▸ WHAT YOU SHOULD DO
Beneath this instruction is a listing. Transcribe from it only the stretch from the line with "Query: bell tower" through the line with "Reviewer note: every instance of the arched portal", both end lines included, exactly as written.

▸ RECORDS TO PROCESS
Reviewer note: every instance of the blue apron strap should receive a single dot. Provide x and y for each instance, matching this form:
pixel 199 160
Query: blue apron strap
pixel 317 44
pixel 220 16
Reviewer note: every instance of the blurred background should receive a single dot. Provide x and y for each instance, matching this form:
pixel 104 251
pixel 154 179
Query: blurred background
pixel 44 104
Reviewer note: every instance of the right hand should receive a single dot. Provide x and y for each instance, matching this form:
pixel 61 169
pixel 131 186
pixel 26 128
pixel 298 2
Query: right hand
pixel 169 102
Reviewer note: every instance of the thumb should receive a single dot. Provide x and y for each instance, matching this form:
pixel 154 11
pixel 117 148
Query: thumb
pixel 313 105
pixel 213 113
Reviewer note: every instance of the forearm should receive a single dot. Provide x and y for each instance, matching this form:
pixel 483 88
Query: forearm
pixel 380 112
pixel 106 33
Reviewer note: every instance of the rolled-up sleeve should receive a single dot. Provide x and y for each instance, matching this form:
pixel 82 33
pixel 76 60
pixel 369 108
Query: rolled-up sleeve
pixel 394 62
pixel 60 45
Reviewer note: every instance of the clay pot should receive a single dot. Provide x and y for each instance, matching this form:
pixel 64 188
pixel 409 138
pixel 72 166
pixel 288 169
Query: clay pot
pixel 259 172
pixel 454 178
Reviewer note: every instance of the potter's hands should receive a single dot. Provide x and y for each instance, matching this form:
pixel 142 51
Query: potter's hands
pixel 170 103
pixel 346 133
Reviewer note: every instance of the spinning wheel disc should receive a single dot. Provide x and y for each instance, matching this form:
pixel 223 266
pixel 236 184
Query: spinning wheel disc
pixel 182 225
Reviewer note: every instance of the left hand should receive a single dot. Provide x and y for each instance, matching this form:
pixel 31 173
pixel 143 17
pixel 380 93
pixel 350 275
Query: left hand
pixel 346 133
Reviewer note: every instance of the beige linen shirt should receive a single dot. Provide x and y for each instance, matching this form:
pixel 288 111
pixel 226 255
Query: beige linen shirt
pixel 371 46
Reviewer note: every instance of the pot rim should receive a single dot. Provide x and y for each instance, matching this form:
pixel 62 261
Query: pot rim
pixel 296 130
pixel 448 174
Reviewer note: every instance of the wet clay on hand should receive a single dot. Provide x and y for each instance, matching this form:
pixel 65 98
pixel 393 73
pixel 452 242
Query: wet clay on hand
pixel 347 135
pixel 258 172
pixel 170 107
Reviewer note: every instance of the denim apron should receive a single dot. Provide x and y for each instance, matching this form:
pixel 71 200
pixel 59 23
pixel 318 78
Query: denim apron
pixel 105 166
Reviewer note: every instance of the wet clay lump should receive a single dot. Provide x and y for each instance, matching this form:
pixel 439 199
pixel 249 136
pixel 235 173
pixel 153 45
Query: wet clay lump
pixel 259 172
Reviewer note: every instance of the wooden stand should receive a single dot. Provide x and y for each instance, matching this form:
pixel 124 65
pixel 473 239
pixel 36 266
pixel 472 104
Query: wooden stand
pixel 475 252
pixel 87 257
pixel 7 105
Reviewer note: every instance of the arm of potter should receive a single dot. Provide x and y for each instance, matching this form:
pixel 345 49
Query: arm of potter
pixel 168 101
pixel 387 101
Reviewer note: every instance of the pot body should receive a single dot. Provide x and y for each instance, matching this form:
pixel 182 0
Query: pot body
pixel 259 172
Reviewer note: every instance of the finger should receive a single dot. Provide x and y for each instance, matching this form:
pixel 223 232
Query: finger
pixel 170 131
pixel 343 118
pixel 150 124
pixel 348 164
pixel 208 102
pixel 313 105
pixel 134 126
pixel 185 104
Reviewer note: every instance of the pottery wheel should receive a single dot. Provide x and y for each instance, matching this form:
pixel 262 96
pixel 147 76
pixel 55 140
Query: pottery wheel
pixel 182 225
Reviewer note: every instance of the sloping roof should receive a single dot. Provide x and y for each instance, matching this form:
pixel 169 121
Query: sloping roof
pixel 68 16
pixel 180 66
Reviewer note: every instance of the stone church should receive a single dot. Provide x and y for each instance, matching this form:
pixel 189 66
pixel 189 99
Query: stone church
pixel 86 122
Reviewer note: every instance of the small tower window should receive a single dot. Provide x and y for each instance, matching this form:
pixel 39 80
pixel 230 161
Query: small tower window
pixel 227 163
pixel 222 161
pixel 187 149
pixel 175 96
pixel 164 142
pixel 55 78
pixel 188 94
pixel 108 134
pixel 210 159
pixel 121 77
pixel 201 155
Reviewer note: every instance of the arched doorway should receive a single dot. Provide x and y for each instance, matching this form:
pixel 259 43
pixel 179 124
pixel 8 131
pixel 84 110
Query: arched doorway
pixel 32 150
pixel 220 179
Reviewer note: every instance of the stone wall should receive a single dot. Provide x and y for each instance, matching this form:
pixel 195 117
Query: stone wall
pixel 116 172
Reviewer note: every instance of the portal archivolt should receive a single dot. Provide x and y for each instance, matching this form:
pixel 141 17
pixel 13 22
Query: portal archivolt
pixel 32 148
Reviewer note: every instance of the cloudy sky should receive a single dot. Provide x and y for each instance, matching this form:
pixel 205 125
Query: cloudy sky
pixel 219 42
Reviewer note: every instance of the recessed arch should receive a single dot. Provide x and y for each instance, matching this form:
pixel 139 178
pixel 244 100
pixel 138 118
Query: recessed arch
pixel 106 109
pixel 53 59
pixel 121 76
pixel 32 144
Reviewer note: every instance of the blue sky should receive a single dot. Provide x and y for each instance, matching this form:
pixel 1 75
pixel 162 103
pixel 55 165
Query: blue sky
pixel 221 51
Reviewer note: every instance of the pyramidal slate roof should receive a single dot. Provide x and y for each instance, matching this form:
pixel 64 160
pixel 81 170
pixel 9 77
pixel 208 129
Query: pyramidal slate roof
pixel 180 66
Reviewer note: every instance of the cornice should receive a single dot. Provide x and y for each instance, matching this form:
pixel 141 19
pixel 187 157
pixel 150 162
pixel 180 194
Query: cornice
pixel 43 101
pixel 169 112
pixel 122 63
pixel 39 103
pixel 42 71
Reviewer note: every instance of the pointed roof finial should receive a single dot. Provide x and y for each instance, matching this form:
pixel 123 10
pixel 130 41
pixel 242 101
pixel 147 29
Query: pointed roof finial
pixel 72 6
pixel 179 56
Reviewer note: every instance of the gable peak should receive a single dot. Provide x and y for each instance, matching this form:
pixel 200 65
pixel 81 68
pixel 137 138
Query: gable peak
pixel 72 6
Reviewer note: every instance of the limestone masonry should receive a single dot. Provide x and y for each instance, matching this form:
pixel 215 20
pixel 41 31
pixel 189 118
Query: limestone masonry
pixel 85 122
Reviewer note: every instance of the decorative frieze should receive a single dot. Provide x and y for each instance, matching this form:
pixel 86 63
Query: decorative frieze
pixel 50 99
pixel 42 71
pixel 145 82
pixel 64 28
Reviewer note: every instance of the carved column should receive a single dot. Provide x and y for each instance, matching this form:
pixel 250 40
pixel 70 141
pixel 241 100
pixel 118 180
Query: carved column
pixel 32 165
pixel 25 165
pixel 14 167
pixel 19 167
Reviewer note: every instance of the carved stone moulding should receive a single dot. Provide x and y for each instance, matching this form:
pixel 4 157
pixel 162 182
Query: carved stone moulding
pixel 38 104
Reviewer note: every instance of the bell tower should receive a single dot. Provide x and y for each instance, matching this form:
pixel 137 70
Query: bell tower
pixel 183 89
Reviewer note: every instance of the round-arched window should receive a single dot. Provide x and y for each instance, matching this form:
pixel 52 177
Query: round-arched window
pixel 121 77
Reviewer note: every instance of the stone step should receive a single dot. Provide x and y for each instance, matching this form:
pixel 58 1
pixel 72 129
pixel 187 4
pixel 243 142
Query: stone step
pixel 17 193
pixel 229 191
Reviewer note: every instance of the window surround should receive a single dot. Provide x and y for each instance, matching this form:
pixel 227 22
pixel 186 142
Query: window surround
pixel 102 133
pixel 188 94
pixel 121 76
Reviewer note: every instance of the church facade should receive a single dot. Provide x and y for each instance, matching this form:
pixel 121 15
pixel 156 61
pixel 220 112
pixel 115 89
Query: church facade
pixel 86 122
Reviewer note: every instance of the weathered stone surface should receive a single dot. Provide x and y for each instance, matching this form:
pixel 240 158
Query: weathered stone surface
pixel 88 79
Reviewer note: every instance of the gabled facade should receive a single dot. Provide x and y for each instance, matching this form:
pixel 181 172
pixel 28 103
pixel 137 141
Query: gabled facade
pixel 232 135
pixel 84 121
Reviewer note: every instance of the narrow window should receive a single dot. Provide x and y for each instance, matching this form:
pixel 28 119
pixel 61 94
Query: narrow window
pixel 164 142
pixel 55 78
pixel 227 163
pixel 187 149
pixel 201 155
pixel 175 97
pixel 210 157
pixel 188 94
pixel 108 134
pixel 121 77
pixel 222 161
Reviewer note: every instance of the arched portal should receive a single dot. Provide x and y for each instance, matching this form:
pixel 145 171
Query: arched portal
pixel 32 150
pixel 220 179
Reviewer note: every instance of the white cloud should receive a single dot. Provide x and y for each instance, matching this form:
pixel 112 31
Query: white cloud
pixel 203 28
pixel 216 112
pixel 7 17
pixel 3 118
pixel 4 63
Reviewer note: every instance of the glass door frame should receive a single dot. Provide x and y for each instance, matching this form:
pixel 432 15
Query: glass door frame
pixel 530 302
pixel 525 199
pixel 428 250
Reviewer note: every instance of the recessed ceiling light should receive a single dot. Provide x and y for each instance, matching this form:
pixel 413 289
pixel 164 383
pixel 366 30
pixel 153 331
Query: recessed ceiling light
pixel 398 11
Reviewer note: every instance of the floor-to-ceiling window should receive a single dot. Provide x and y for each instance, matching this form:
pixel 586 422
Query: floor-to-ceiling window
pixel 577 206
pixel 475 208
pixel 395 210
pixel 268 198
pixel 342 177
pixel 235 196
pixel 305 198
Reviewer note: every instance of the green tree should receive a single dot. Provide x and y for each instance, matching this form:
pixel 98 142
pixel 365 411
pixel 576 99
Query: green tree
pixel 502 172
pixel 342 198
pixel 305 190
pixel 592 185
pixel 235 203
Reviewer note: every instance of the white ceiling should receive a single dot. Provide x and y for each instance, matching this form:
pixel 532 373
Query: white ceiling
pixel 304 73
---
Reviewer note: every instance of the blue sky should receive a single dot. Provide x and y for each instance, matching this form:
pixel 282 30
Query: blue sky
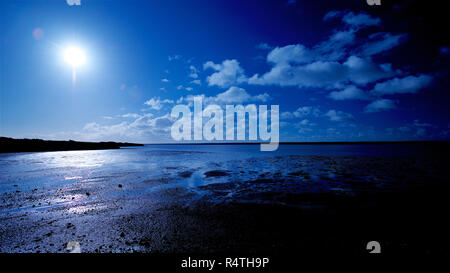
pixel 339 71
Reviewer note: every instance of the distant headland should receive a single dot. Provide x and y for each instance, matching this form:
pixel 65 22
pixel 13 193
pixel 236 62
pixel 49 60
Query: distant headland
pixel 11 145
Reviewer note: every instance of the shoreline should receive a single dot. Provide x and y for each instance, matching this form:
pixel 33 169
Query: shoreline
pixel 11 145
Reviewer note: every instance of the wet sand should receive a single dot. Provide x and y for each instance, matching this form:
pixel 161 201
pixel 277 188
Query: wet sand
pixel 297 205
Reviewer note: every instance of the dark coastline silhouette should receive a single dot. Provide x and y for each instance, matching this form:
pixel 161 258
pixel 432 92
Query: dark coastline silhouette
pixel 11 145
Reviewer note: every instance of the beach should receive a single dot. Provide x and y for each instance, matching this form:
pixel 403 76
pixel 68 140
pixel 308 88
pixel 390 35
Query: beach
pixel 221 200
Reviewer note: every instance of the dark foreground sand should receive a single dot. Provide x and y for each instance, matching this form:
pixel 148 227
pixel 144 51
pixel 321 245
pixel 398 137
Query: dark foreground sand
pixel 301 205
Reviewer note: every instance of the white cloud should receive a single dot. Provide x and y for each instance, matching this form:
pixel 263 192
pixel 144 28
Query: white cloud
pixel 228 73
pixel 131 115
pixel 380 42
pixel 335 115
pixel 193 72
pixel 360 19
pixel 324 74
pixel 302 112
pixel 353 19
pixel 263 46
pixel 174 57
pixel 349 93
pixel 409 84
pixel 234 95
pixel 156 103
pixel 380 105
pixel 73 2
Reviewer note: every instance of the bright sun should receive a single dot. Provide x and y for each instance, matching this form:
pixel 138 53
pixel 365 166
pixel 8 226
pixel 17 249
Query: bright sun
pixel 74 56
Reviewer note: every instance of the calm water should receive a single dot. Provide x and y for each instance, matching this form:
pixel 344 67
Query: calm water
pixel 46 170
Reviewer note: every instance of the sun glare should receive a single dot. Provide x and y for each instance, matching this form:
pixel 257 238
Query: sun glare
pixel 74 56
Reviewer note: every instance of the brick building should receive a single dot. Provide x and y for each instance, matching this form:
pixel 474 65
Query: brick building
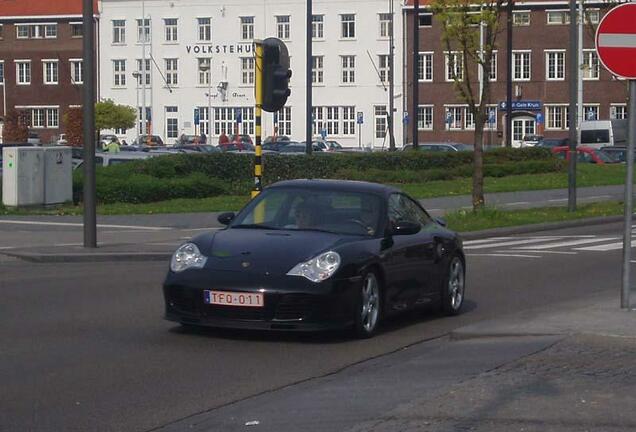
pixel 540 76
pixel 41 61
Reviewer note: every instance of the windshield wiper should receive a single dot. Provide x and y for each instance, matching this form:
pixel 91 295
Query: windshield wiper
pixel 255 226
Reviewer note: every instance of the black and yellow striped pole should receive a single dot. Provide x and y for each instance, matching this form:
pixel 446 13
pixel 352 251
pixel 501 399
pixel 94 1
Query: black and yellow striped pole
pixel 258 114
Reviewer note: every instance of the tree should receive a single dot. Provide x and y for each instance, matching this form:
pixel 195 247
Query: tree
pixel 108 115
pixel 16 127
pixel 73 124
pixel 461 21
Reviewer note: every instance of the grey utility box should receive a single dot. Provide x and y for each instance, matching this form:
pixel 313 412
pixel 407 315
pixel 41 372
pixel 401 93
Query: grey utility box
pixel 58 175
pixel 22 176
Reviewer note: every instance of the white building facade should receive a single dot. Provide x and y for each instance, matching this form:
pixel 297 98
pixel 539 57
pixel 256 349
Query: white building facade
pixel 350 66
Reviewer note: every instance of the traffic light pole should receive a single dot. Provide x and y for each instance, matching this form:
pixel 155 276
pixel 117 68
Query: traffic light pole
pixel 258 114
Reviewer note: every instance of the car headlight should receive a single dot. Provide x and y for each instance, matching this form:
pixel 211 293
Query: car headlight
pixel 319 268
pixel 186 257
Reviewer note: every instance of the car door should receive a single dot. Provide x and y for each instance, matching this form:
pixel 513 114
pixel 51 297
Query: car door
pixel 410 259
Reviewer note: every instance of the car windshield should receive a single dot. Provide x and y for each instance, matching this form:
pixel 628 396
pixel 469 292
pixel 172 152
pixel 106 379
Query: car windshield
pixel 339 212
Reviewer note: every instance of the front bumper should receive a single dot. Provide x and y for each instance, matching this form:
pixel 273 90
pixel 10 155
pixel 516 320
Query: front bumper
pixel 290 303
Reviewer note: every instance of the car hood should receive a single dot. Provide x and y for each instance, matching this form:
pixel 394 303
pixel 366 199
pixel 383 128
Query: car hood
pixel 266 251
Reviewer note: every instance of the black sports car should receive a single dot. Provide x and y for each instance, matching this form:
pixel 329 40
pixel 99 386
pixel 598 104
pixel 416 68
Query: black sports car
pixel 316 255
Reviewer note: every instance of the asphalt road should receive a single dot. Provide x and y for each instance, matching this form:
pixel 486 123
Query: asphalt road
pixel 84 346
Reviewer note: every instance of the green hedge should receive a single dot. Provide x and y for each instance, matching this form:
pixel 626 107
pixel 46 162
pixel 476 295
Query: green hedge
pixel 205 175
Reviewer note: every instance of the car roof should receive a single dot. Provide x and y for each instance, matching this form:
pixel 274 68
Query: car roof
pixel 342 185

▸ RESULT FOR THIS TASK
Query: bell tower
pixel 183 89
Reviewer note: every instance of the round-arched window should receive a single dot. Provide x and y for each instance, matching this form:
pixel 52 177
Query: round-arched window
pixel 121 77
Reviewer note: every instance of the stone step should receive a single dot. Provide x and y for each instance, matching this form:
pixel 58 1
pixel 72 129
pixel 187 4
pixel 243 142
Query: stone step
pixel 17 193
pixel 229 191
Reviewer note: every instance of the window surround should receive a single dot. Provide x and y for each instance, matching this form:
pixel 227 22
pixel 186 142
Query: window surround
pixel 102 133
pixel 188 94
pixel 121 76
Reviewer note: every instance of the church facade should receive a single dot. Provide x and y for each instance, matching this form:
pixel 121 15
pixel 156 61
pixel 220 112
pixel 115 89
Query: church facade
pixel 86 122
Reviewer note: every instance of the weathered stone surface should receive a single dot. Provide x and y for each instance, matching this form:
pixel 240 158
Query: weathered stone surface
pixel 88 79
Reviewer note: every instance of the gabled facade should receive a single dot. Provide x and y for each instance, matching this form:
pixel 181 172
pixel 28 103
pixel 137 141
Query: gabled facade
pixel 232 135
pixel 84 121
Reviewer note: every instance of the narrow window should receive a single dot. Provide x and y for each instance, matching this form:
pixel 28 119
pixel 61 94
Query: narrow window
pixel 164 142
pixel 55 78
pixel 227 163
pixel 187 149
pixel 201 155
pixel 175 97
pixel 210 157
pixel 188 94
pixel 108 134
pixel 121 77
pixel 222 161
Reviewer note: every instance of the arched portal should receive a single dot. Provide x and y for each instance, matching this form:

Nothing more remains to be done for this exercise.